* Directions for this task
Format the records below as a Markdown table with two columns, Row and Line, giving each non-blank line its own numbered row. Leave the pictures out of the answer.
--- START Exercise material ---
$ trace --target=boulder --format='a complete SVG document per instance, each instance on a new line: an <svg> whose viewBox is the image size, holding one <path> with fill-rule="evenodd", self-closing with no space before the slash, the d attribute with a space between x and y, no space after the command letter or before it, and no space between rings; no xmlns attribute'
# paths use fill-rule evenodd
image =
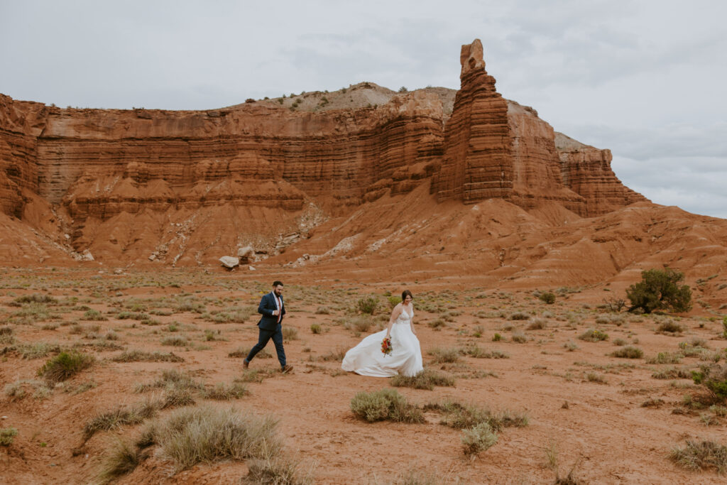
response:
<svg viewBox="0 0 727 485"><path fill-rule="evenodd" d="M240 265L240 260L233 256L222 256L220 258L220 262L228 270L232 270Z"/></svg>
--- END Exercise material ---
* Solved problem
| Row | Line |
|---|---|
| 1 | $ trace --target=boulder --format='a complete SVG document per instance, each instance on a new line: an <svg> whose viewBox is the image size, holding one <path> with fill-rule="evenodd", self-closing with no space before the slash, the d attribute with a space between x and y, no space after the command letter or before it, and no space between rings; no xmlns attribute' |
| 2 | # paths use fill-rule evenodd |
| 3 | image = |
| 4 | response: |
| 5 | <svg viewBox="0 0 727 485"><path fill-rule="evenodd" d="M240 265L240 260L233 256L222 256L220 258L220 262L228 270L232 270Z"/></svg> |